Can you return every row below that contains the string "yellow"? Match case exactly.

=== Listed records ===
begin

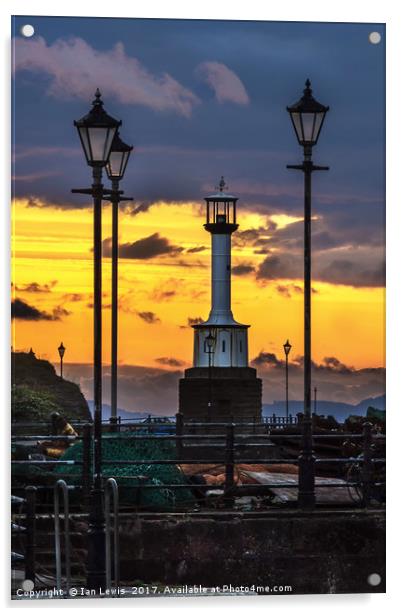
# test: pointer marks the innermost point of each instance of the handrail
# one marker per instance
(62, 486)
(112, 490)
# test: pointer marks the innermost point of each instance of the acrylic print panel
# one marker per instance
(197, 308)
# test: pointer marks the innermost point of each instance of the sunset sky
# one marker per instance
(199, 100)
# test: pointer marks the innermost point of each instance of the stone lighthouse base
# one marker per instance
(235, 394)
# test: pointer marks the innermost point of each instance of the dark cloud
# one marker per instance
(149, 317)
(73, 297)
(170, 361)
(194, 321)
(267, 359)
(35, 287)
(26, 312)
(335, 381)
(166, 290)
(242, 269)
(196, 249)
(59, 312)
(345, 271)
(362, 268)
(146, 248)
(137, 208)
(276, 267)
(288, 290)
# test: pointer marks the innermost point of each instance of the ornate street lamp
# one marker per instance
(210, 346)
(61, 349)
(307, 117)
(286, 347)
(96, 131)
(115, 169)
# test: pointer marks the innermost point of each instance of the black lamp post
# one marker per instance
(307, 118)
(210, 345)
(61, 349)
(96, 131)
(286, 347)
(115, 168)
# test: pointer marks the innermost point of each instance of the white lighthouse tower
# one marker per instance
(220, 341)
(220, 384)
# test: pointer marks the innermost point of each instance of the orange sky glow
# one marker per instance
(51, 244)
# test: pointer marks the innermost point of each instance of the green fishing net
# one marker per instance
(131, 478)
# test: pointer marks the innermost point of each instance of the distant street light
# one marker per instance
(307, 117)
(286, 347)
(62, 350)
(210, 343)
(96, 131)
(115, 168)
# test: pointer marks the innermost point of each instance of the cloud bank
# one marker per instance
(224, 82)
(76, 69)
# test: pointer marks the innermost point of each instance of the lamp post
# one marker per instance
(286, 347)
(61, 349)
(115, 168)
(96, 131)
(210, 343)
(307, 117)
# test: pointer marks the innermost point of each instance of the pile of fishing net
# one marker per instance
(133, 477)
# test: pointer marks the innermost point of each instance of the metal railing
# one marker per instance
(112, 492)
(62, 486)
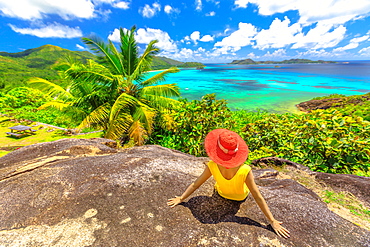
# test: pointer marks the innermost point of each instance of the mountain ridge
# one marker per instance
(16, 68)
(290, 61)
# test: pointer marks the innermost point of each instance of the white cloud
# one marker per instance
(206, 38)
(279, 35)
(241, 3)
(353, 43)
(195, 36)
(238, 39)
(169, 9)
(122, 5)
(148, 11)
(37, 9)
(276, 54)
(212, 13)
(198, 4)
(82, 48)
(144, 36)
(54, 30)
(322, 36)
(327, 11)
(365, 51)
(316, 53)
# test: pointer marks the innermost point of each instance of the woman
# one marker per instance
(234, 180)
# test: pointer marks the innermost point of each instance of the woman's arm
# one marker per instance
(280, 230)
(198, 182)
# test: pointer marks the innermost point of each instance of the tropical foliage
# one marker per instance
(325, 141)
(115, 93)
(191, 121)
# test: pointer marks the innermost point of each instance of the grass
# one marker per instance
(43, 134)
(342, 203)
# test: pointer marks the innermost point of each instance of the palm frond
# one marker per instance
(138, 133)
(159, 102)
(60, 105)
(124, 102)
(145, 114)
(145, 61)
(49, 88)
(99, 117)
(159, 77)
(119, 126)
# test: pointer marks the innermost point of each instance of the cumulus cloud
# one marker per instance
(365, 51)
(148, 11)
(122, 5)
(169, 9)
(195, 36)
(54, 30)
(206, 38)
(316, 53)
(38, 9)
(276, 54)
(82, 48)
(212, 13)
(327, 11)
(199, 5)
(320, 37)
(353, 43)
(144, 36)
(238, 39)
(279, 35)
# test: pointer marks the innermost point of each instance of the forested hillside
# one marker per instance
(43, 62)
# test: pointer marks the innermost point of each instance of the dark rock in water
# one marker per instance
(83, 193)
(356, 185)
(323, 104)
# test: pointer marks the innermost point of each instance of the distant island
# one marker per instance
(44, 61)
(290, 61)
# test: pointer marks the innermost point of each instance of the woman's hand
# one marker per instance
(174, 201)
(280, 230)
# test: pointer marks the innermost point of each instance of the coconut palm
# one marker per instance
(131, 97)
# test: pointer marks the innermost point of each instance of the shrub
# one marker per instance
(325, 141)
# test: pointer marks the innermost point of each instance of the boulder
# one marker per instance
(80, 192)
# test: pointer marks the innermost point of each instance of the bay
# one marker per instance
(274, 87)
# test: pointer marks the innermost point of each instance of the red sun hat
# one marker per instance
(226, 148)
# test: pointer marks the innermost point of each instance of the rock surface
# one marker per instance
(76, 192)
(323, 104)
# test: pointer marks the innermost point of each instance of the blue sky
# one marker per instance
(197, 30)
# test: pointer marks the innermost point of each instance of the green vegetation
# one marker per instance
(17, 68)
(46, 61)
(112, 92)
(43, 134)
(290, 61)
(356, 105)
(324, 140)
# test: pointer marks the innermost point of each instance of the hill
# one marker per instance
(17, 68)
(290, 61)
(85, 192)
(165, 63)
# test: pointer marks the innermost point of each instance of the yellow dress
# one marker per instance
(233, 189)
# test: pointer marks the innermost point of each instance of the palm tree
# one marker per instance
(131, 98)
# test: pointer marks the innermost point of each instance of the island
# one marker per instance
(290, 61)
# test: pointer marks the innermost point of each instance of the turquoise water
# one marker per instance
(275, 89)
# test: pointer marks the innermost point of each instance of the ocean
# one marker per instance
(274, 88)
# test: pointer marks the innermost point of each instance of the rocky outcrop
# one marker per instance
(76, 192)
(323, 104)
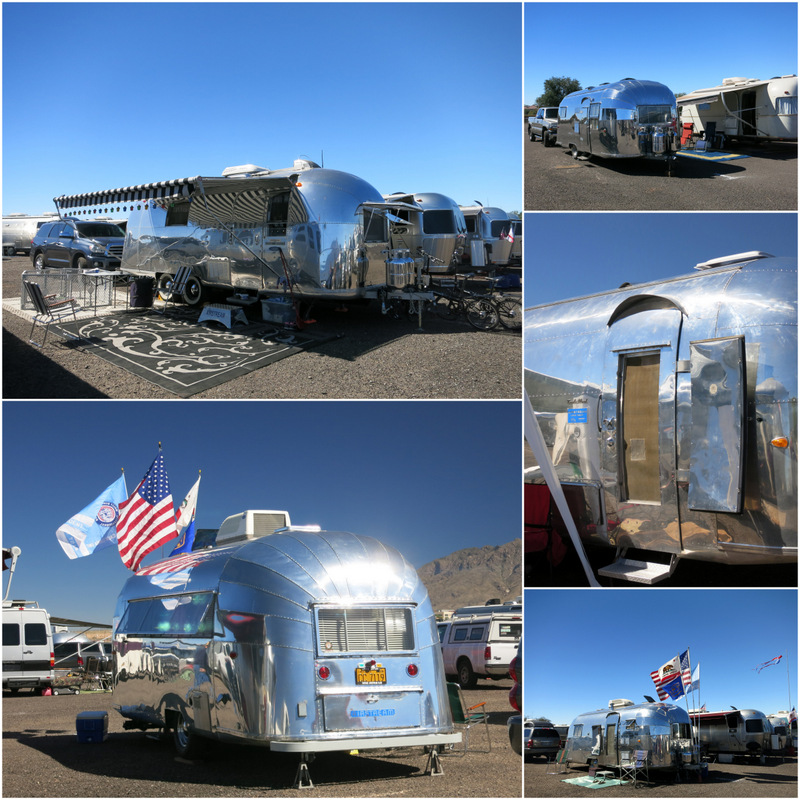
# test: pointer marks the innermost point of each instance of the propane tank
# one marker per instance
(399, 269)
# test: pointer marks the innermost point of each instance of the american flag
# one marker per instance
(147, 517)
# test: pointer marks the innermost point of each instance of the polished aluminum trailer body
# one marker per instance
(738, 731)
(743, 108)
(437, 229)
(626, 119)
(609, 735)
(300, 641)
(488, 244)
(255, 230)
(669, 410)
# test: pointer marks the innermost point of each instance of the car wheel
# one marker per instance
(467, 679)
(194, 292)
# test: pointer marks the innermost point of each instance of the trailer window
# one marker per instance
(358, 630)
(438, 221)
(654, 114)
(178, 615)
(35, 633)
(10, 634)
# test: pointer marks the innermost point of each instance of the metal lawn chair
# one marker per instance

end
begin

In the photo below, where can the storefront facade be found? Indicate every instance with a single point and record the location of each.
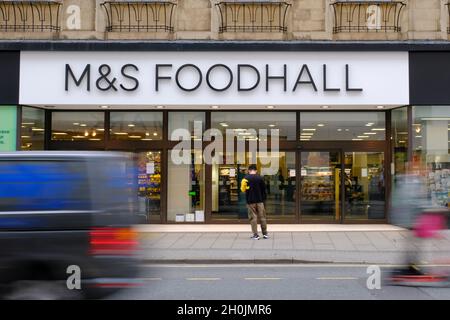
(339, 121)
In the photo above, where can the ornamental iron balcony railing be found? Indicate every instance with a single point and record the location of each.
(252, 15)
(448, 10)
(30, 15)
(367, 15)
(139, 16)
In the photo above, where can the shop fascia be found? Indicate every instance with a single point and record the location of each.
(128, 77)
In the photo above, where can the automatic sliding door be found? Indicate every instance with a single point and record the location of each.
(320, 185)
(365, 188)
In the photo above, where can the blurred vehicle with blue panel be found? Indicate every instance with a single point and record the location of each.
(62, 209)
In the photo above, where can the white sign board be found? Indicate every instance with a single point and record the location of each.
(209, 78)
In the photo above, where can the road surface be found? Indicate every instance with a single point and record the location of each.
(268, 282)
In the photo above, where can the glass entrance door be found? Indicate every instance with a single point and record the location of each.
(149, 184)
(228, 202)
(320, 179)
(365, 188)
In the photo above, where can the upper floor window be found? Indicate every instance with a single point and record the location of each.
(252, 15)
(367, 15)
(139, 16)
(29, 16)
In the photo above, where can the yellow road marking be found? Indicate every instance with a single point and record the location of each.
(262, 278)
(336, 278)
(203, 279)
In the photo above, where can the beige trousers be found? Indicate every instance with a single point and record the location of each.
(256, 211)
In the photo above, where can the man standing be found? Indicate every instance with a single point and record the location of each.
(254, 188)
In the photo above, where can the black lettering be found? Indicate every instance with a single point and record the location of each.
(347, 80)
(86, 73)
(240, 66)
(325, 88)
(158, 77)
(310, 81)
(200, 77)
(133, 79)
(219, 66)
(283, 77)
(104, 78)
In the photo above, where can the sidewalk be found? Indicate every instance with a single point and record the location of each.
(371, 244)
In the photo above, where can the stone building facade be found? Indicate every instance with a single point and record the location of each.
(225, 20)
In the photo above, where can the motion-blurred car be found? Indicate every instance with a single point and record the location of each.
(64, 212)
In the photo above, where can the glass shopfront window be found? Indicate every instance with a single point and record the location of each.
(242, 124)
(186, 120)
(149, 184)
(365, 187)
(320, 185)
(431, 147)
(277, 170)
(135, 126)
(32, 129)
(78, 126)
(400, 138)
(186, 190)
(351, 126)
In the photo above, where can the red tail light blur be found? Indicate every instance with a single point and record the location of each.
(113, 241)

end

=== Problem solution ===
# test: pointer marks the innermost point of each instance of the yellow dress
In the photo above, where can the yellow road marking be found? Indicate every instance with a single point and record the location of each.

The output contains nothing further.